═════ INPUT DATA ═════
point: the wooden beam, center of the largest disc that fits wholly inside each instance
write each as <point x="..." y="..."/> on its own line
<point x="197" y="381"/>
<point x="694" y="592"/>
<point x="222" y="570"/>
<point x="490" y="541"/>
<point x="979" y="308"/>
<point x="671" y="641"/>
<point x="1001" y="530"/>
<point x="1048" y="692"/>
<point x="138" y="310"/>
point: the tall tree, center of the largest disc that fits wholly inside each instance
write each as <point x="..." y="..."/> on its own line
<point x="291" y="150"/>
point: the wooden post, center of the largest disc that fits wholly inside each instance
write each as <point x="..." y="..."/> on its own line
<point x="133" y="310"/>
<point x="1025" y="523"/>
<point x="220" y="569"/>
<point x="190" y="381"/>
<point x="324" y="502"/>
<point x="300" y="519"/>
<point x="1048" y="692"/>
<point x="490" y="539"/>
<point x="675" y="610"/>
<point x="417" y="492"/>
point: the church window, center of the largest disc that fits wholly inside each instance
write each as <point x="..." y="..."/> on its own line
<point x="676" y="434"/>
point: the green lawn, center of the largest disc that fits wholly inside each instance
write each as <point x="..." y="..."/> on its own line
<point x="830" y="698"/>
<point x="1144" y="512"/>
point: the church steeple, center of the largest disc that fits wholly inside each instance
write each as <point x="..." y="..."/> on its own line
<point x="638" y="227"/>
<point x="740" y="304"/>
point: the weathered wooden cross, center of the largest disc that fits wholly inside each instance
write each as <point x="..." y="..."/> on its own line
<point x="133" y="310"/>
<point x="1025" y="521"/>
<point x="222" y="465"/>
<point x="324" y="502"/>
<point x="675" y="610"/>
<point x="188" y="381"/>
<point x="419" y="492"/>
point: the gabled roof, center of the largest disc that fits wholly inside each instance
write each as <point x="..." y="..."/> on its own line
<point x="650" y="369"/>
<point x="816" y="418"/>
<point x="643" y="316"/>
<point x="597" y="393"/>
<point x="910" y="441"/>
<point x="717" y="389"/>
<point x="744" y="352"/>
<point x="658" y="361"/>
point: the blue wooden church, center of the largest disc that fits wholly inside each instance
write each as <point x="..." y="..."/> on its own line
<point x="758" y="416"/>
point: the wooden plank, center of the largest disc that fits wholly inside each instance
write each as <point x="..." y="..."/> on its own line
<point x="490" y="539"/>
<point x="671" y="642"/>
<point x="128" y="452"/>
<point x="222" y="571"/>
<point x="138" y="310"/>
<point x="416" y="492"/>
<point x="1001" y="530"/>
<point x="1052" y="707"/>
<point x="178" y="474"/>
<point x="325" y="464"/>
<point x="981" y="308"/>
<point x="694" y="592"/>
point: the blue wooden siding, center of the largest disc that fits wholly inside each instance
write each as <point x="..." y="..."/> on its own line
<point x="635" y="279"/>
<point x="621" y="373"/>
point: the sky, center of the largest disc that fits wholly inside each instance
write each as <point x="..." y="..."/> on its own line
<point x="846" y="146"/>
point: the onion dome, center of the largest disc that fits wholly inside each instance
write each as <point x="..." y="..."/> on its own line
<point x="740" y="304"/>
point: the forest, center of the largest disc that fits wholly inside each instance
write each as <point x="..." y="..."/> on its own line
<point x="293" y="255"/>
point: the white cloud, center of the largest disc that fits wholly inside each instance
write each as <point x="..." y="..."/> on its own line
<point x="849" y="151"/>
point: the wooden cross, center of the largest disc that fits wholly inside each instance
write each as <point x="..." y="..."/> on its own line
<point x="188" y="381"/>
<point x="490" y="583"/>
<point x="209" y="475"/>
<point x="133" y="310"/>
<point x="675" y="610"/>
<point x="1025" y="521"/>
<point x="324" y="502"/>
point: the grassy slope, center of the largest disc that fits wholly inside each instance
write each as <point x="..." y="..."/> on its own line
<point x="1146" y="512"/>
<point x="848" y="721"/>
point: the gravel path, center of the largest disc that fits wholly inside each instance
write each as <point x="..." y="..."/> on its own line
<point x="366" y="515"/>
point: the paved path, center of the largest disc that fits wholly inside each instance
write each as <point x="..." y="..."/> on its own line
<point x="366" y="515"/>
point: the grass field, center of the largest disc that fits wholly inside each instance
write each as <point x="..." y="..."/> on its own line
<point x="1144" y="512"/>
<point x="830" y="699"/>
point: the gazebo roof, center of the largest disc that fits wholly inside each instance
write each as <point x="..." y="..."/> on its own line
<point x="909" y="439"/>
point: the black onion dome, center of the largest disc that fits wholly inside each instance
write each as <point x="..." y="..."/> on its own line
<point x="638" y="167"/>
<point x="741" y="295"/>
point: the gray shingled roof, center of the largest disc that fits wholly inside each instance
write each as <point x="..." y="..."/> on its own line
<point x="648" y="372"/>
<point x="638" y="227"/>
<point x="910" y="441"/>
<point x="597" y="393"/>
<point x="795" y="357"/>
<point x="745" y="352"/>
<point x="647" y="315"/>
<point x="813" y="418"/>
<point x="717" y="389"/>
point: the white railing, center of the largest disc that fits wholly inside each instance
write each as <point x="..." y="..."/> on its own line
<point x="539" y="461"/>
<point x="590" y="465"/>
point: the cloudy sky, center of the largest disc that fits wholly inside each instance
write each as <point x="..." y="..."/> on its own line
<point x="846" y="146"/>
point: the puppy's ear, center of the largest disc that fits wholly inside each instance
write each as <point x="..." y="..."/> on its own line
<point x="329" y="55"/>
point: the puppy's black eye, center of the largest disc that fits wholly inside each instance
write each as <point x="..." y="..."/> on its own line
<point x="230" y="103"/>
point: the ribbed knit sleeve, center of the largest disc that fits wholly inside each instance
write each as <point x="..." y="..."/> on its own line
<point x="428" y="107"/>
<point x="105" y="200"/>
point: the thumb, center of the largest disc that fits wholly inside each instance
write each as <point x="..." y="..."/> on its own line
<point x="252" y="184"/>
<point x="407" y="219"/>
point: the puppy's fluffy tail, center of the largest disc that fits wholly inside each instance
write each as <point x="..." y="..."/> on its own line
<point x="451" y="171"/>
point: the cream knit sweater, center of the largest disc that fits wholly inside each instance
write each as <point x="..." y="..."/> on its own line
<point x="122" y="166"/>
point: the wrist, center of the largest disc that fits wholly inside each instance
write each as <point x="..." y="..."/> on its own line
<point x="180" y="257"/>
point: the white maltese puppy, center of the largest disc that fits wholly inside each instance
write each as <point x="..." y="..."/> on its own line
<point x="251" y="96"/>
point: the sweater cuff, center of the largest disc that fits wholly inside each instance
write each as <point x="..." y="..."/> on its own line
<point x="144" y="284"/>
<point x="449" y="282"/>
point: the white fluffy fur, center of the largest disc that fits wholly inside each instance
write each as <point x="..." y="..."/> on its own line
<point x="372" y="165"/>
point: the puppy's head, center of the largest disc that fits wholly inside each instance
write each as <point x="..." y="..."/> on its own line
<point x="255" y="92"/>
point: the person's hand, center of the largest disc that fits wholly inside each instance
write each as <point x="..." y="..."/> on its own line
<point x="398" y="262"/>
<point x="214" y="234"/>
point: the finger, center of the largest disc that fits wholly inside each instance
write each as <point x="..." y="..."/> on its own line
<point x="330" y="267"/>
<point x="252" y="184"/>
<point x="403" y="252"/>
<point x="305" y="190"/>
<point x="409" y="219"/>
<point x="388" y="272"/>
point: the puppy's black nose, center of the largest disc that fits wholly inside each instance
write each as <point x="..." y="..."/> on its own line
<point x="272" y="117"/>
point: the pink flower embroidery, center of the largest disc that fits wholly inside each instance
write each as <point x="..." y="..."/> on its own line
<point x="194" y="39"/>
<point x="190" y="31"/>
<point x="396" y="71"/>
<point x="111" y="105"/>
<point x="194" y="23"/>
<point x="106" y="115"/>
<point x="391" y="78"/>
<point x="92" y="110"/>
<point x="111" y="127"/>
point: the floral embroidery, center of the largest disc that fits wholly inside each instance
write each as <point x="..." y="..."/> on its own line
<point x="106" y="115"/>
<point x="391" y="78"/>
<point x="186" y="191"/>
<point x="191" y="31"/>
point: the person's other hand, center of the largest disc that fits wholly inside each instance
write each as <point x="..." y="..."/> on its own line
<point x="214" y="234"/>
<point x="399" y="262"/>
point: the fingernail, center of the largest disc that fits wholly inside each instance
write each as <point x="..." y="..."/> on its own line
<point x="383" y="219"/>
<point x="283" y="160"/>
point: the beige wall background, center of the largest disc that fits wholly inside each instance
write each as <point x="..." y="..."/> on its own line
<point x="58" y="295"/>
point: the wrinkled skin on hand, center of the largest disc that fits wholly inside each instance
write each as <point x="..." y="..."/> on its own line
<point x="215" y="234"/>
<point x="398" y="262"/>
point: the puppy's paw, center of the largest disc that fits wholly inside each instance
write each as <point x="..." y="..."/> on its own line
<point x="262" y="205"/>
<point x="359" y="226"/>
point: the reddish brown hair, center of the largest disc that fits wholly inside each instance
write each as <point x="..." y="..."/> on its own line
═════
**INSTRUCTIONS FOR THE TASK**
Print exactly the lines above from the one with "point: the grassy" to the one with "point: the puppy's ear, center", including both.

**SOLUTION TO THIS EXERCISE**
point: the grassy slope, center of the largest disc that fits wholly inside each instance
write each as <point x="..." y="..."/> on its own line
<point x="1146" y="512"/>
<point x="848" y="721"/>
point: the gravel path, center of the largest disc that fits wholly inside each instance
write each as <point x="..." y="..."/> on its own line
<point x="366" y="515"/>
point: the paved path, center of the largest disc that fits wholly inside each instance
write each as <point x="..." y="..."/> on its own line
<point x="366" y="515"/>
point: the grass field, center of the largest disc that fits wholly inside each instance
write each as <point x="..." y="..."/> on its own line
<point x="1144" y="512"/>
<point x="830" y="699"/>
point: the gazebo roof, center of the largest disc that fits wholly inside each instance
write each as <point x="..." y="..."/> on its own line
<point x="909" y="439"/>
point: the black onion dome, center of the largest disc that fits wholly inside each instance
write each as <point x="..." y="..."/> on its own line
<point x="638" y="167"/>
<point x="741" y="295"/>
point: the gray shingled roof, center of the largest disc that fits wholly inside each instance
write each as <point x="..." y="..."/> on its own line
<point x="648" y="372"/>
<point x="638" y="227"/>
<point x="910" y="441"/>
<point x="597" y="393"/>
<point x="795" y="357"/>
<point x="745" y="352"/>
<point x="647" y="315"/>
<point x="813" y="418"/>
<point x="717" y="389"/>
point: the white railing, center of the largest disc that fits wholly inside each instance
write each as <point x="..." y="..."/> on its own line
<point x="539" y="461"/>
<point x="590" y="465"/>
point: the cloudy sky, center of the largest disc that fits wholly inside each instance
write each as <point x="..." y="..."/> on its own line
<point x="846" y="146"/>
point: the puppy's ear, center of the largest disc that fits wholly inside each instance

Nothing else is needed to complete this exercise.